SET TASKS —
[a] Name every venue where the documentary reviews below say Bobby Sands: 66 Days will screen.
[b] Write what comes next in the documentary reviews below, picking up after the last sentence about Off the Rails.

DOCUMENT SECTION —

Bobby Sands: 66 Days (DIR. Brendan Byrne)
By: Shannon Page
Bobby Sands, a member of the Irish Republican Army, was only twenty-seven years old when he died in prison in 1981 after refusing food for 66 days. Sands was the first of ten IRA prisoners to die as the result of a hunger strike in protest of their status as regular criminals, as opposed to political prisoners.
For a film that seems, at the outset, as though it aims create a portrait of a man who has become a sort of folk-hero in Northern Ireland, Bobby Sands: 66 Days spends relatively little time documenting Sands’ life before joining the IRA and being sent to prison. This is partly because he was so young that there simply isn’t much to tell, but also because this is a film that is primarily concerned with contextualizing its central figure and his actions within a broader social, political, historical, and philosophical context.
The detail and depth of Bobby Sands: 66 Days is astounding. The film combines narration from the diary that Sands kept during his hunger strike with short, beautifully animated sequences that are melancholically surreal. These somewhat unconventional visuals pieces are placed alongside standard documentary techniques such as photographs; interviews with Sands’ childhood friends, politicians, fellow prisoners, and reporters; and news-reel footage.
Yet the greatest strength of Bobby Sands: 66 Days is that it never oversimplifies its material. Despite its sympathetic portrayal of Sands, it is ultimately critical of the IRA and its methods. It takes a careful hand to present such a balanced, thoughtful and intellectual exploration of a period that is still so emotionally and politically charged for so many people.
Catch Bobby Sands: 66 Days at Toronto’s Hot Docs Canadian International Documentary Festival on:
Tuesday, May 3 at 9:00 p.m. @ TIFF Bell Lightbox
Thursday, May 5 at 6:30 p.m. @ Bloor Hot Docs Cinema
Saturday, May 7 at 7:00 p.m. @ Hart House Theatre
Off the Rails (DIR. Adam Irving)
By: Addison Wylie
The compelling and heartstring-tugging doc Off the Rails centres on New York City’s most notorious transit criminal, Darius McCollum.

DATA SECTION —
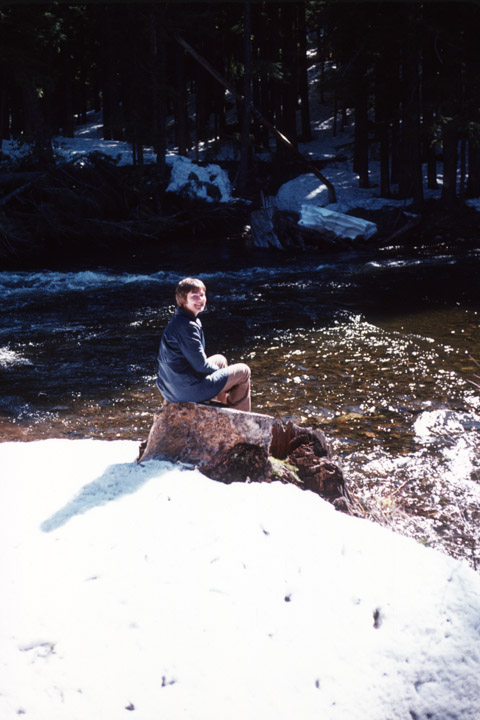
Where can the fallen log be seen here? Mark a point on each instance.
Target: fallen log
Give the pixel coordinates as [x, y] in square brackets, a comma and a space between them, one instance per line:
[233, 446]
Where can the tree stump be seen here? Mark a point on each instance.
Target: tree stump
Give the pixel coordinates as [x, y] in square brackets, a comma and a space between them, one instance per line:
[232, 446]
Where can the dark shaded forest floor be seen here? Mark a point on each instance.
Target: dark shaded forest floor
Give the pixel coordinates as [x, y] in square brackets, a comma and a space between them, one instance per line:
[89, 213]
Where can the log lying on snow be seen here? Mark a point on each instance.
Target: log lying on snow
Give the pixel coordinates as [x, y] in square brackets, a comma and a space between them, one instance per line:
[230, 445]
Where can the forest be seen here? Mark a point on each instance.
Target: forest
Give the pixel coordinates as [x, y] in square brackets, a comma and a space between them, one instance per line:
[171, 75]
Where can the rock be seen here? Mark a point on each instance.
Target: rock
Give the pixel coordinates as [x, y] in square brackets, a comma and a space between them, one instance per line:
[231, 446]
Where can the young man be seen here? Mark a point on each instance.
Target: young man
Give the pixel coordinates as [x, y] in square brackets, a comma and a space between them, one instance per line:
[185, 373]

ANSWERS TO THE EXERCISE —
[a]
TIFF Bell Lightbox
Bloor Hot Docs Cinema
Hart House Theatre

[b]
McCollum, who has a high functioning case of Asperger’s syndrome and found extracurricular wonder from growing up around NYC transit, has earned a reputation for impersonating employees; right down to the uniform, the route memorization, and proper PA announcements. He doesn’t take the vehicles out for joy rides – he wants to provide good service and feel useful. Despite Darius’ best intentions, he is still breaking the law and has been arrested 32 times for repeating the same activities.
Adam Irving (who has served time behind the camera making realty TV) cuts his teeth as a documentarian with Off the Rails, and he comprehends both sides of the story with a fair perspective. Audiences are able to sympathize with McCollum, but Irving also doesn’t condone Darius’ actions either and realizes the weight to each jail time served. The film also sheds light on how misrepresented some individuals can be when they’re living life on a different level of reality. Instead of identifying with Darius, the reprimanding either comes in the form of hard time or broken spirit.
Off the Rails also doesn’t upstage its own emotional beats. The film can make us smile with Darius’ charisma, but also break our heart when we see him lose strength – the switch in tone is very clean.
Off the Rails is a real impressive debut for Adam Irving.
Catch Off the Rails at Toronto’s Hot Docs Canadian International Documentary Festival on:
Wednesday, May 4 at 9:15 p.m. @ Scotiabank Theatre
Friday, May 6 at 1:00 p.m. @ TIFF Bell Lightbox
Saturday, May 7 at 9:00 p.m. @ Scotiabank Theatre
Sunday, May 8 at 7:15 p.m. @ Innis Town Hall
Click here for more festival details and to buy tickets.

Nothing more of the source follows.